* Problem: Identify each line in the data that holds the string "rivers", and copy those lines in full.
=== Given records ===
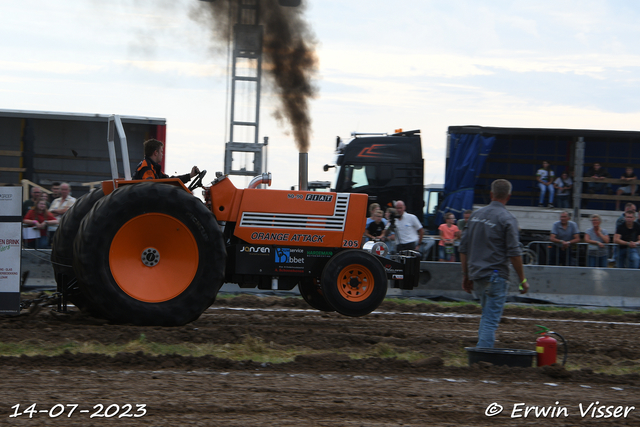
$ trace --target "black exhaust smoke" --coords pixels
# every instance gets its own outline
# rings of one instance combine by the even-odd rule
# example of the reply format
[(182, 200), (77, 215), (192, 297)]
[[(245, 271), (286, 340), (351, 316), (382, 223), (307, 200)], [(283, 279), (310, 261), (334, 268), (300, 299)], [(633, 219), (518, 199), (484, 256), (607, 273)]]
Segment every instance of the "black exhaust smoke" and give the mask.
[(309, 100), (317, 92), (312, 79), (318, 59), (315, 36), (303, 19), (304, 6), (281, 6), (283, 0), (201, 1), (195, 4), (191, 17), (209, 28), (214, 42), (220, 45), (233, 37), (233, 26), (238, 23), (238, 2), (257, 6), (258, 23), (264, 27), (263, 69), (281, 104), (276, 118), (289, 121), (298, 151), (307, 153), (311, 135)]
===
=== Given records ===
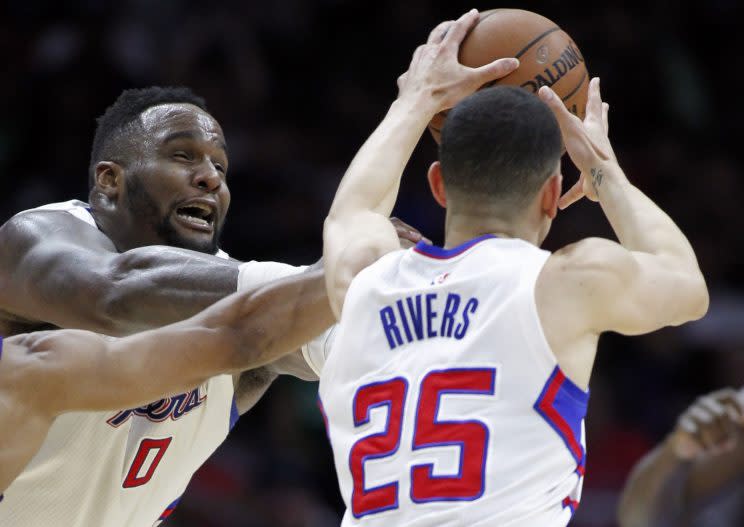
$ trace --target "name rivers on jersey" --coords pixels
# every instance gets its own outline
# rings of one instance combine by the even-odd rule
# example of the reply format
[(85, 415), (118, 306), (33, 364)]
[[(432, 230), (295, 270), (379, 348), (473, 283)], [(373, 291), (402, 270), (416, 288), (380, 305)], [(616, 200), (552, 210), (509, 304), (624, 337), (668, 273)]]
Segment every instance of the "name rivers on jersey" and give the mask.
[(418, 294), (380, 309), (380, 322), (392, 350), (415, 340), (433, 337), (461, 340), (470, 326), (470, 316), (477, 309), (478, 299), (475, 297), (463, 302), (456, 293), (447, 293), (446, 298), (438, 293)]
===
=== Given records ===
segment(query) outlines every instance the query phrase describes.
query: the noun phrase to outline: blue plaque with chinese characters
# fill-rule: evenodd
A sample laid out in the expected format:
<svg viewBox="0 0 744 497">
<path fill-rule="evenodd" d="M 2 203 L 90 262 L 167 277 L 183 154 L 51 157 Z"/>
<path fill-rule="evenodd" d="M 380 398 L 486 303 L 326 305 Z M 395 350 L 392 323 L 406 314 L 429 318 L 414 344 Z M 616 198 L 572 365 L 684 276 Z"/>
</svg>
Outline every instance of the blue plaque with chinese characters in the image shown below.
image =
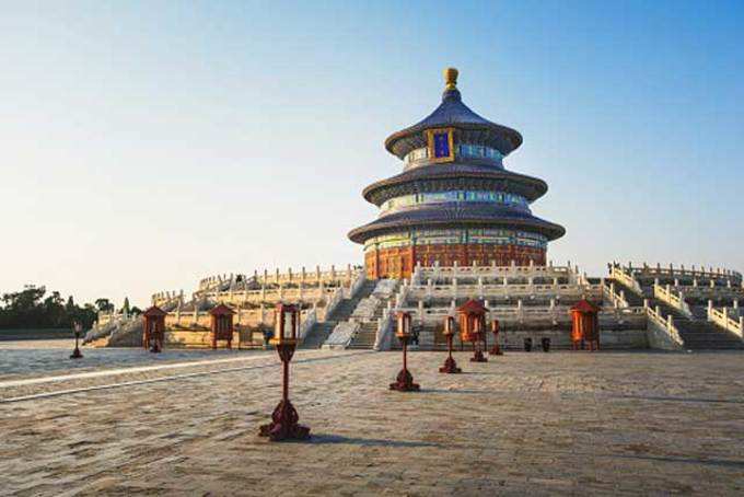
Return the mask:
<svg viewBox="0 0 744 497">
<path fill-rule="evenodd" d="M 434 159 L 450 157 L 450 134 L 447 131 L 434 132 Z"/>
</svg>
===
* Exercise solution:
$ trace --target "name rivers on jersey" --coords pixels
Segment every instance of the "name rivers on jersey" and give the mask.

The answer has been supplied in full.